[[ TEXT SEGMENT, beginning ]]

Water potential is a measure of the potential energy water that a solution carries when compared to pure water. You can think about it this way – because of water’s ability to form hydrogen bonds, water can physically move polar substances and ions. Moving anything takes energy.

So, pure water has a lot of potential energy stored up. It has the potential to move large amounts of solutes. When you add solutes to the water, some of the hydrogen bonds are used to surround and distribute the solutes, so the entire solution has a lower amount of potential energy. Or, you could also say that the entire solution has a lower water potential.

There are many things that can affect water potential.

Scientists use the letter “psi” (𝚿) from the Greek alphabet to denote water potential. The total water potential of a given solution is equal to all the individual aspects of water potential added together. We can add up the pressure potential, the solute potential, the gravity potential, the matrix potential, and many other aspects that contribute to the potential energy stored in a solution to get the overall water potential. In this course, we will focus on only the main two of these forces – the pressure potential and the solute potential.

Consider this experiment. If we were to fill up a small tub with water and divide it in half with a cell membrane we can replicate how tonicity affects the internal and external environment of a cell. We can measure the water potential of each half of this system. If we add salt to one side of the membrane, we are decreasing the solute potential of this side of the membrane.

Since all other things remain the same, the saltwater side now has a lower water potential than the freshwater side. This means that water will move by osmosis across the membrane to the saltwater side. By the same logic, if we increased the pressure potential on the saltwater side by pushing downward on the water, the water would move back through the membrane as the decrease in solute potential was countered.

Plants are different from animals in that they prefer a hypotonic solution to surround their cells.  You may remember that a hypotonic solution can cause red blood cells to lyse. This is because animal cells do not have a cell wall. Plants can pack their cells with water in order for the cells to be rigid – also known as turgidity. This turgidity is what allows plants to stand tall and have a defined structure. If you pour salt on a plant’s roots or otherwise bathe it in a hypertonic solution, the cells will be drained of water, become plasmolyzed, and the plant will collapse.

[[ TEXT SEGMENT, end ]]

◆ **WORK INSTRUCTIONS**
a) According to the water potential passage, which letter from the Greek alphabet do scientists use to denote water potential?
b) Write a continuation of the water potential passage, beginning after its final sentence.

[[ PROVIDED INFORMATION, beginning ]]

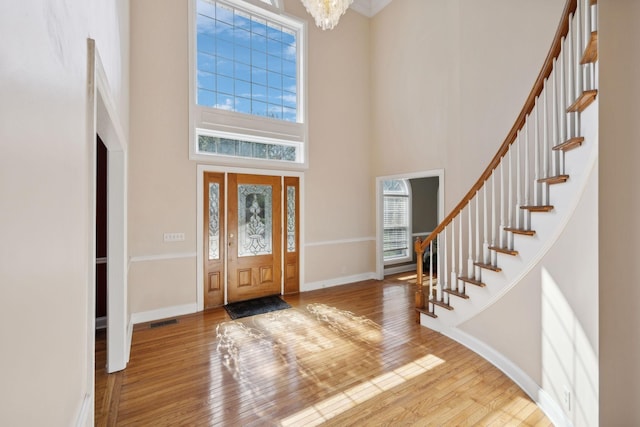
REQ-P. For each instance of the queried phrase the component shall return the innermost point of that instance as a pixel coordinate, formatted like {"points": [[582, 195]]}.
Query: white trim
{"points": [[337, 281], [163, 313], [369, 8], [399, 269], [378, 5], [101, 322], [546, 403], [162, 257], [105, 122], [341, 241], [129, 337], [85, 417], [439, 173], [409, 242]]}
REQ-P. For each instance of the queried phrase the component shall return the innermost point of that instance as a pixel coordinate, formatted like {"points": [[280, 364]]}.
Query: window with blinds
{"points": [[397, 221]]}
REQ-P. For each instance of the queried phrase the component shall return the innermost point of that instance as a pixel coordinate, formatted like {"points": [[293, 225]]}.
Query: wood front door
{"points": [[254, 236]]}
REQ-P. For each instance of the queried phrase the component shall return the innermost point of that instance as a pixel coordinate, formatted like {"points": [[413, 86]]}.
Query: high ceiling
{"points": [[369, 7]]}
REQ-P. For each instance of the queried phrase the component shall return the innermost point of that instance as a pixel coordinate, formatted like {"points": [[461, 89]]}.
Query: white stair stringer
{"points": [[548, 225]]}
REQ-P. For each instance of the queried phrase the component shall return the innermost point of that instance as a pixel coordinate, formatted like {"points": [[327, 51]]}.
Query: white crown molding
{"points": [[369, 8]]}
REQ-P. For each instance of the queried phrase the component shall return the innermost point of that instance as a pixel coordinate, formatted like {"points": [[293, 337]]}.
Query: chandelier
{"points": [[327, 13]]}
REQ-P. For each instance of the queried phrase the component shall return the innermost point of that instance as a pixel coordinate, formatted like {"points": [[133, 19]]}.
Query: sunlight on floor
{"points": [[343, 401]]}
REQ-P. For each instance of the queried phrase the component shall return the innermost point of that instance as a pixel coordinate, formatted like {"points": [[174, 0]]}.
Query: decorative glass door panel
{"points": [[254, 236], [292, 221], [255, 223], [213, 246]]}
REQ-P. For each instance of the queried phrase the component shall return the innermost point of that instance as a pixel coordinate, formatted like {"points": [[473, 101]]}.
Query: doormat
{"points": [[252, 307]]}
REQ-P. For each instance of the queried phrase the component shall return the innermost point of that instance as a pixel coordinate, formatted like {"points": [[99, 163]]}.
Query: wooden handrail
{"points": [[547, 68]]}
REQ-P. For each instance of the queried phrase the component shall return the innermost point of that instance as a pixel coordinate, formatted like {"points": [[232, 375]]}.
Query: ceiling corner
{"points": [[369, 8]]}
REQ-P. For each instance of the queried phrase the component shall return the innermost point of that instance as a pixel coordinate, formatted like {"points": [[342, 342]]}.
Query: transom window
{"points": [[396, 244], [247, 84]]}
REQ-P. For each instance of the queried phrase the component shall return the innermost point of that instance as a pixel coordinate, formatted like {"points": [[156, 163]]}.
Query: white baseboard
{"points": [[400, 269], [86, 415], [551, 408], [337, 281], [163, 313], [129, 340]]}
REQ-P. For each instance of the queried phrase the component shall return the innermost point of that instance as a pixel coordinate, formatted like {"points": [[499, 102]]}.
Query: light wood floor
{"points": [[349, 355]]}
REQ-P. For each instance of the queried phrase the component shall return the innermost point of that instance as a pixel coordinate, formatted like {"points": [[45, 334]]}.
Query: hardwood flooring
{"points": [[351, 355]]}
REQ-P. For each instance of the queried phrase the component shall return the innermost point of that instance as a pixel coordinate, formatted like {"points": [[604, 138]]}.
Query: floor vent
{"points": [[163, 323]]}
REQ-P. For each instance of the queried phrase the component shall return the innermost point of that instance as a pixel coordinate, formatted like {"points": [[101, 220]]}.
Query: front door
{"points": [[253, 236], [244, 243]]}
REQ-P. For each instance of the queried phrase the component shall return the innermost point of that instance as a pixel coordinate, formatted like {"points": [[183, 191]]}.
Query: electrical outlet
{"points": [[173, 237], [566, 397]]}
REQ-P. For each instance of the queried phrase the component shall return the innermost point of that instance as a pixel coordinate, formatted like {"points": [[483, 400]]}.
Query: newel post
{"points": [[419, 257]]}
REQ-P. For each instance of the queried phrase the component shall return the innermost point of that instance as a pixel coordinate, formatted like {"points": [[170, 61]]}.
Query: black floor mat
{"points": [[252, 307]]}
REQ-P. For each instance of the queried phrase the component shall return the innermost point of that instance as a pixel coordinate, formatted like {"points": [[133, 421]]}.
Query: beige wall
{"points": [[338, 191], [449, 82], [548, 323], [46, 171], [619, 59]]}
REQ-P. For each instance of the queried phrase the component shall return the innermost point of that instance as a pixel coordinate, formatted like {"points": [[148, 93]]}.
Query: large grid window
{"points": [[248, 79], [246, 63], [396, 244]]}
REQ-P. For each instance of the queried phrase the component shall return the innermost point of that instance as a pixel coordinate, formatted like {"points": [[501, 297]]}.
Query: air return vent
{"points": [[163, 323]]}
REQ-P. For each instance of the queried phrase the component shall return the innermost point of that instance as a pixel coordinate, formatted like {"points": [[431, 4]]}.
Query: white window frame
{"points": [[233, 125], [409, 256]]}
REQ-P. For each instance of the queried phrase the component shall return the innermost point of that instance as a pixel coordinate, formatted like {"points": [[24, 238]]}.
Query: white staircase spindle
{"points": [[518, 183], [554, 118], [510, 201], [579, 48], [445, 269], [536, 153], [545, 144], [477, 269], [430, 273], [440, 269], [485, 219], [459, 283], [577, 70], [453, 283], [570, 78], [527, 223], [502, 205], [562, 105], [470, 268], [494, 230]]}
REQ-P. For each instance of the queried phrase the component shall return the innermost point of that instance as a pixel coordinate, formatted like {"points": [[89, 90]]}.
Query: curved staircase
{"points": [[527, 194]]}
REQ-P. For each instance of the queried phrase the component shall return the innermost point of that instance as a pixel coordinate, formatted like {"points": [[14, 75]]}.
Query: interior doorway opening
{"points": [[417, 196]]}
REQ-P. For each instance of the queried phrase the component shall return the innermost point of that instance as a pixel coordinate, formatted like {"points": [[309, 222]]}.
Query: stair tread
{"points": [[569, 144], [427, 312], [521, 231], [583, 101], [472, 281], [488, 266], [554, 179], [539, 208], [504, 250], [440, 304], [591, 51], [456, 293]]}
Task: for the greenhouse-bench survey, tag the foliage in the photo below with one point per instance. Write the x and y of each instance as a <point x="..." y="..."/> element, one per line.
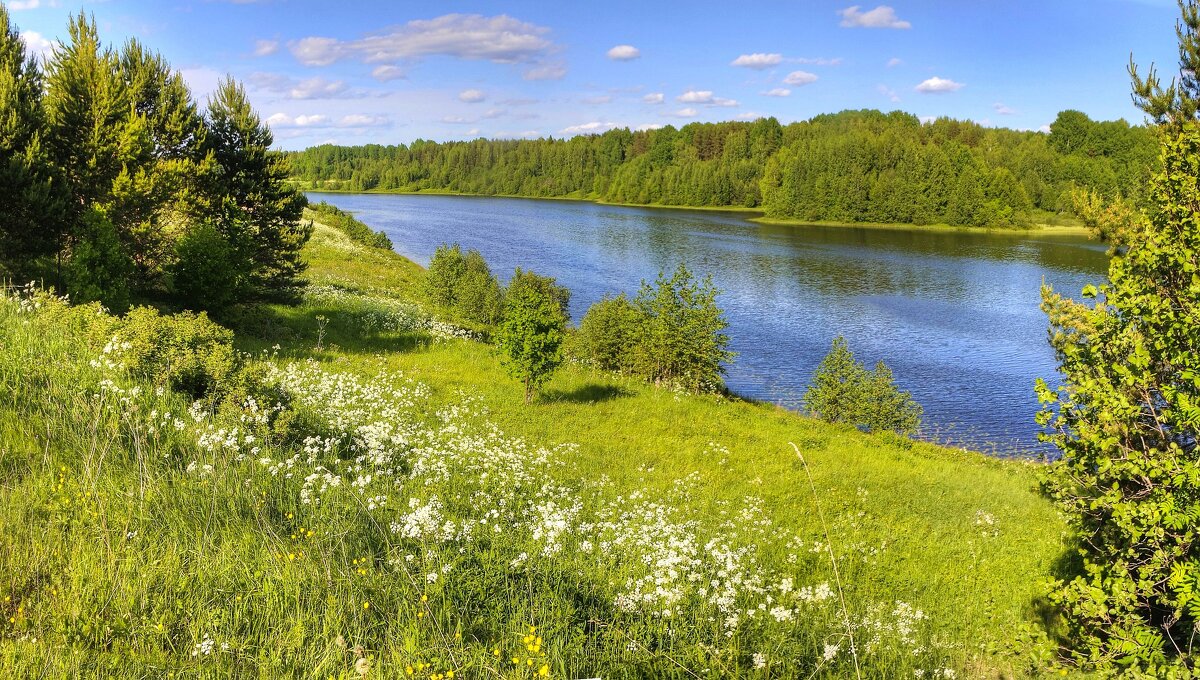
<point x="851" y="166"/>
<point x="259" y="214"/>
<point x="607" y="334"/>
<point x="31" y="204"/>
<point x="100" y="269"/>
<point x="682" y="341"/>
<point x="205" y="274"/>
<point x="351" y="226"/>
<point x="1127" y="421"/>
<point x="185" y="351"/>
<point x="532" y="331"/>
<point x="843" y="390"/>
<point x="463" y="284"/>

[[ PROVIDED INFORMATION, end ]]

◆ **YOUR WRITTEN ANSWERS**
a) The letter psi (𝚿).

b)
When it comes to water potential, plants live by a simple rule. The water potential of the soil must be greater than the roots, which themselves must have a higher water potential than the stems, which must have a higher water potential than the leaves, which must have a higher water potential than the atmosphere. Plants can actively control the water potential of their tissues by adding solutes like ions and glucose to their cells. This lowers the water potential of cells higher in the plant, allowing water to easily travel up the stem. That is essentially how massive redwoods get water all the way up to their leaves!

Animals deal with different tonicities in different ways, depending on both their evolution and the environment they are in. Let’s consider a freshwater fish vs a saltwater fish.

The freshwater fish has a problem. It lives in a hypotonic environment. That means that the cells in the freshwater fish are much more concentrated than the external environment, and they want to stay that way. Because of the dilute environment it lives in, water is constantly entering the fish through its mouth, gills, and skin. The kidneys of this freshwater fish are constantly removing excess water from its body, creating very dilute urine. Let’s compare that to the saltwater fish.

The saltwater fish lives in a hypertonic environment, meaning the solution outside of the fish contains more dissolved solutes than within the fish’s cells. This means that the fish is constantly losing water via osmosis through the skin and gills to the outside environment. To compensate, a saltwater fish must not only drink water but it also must have a much more efficient kidney to create highly concentrated urine to conserve water!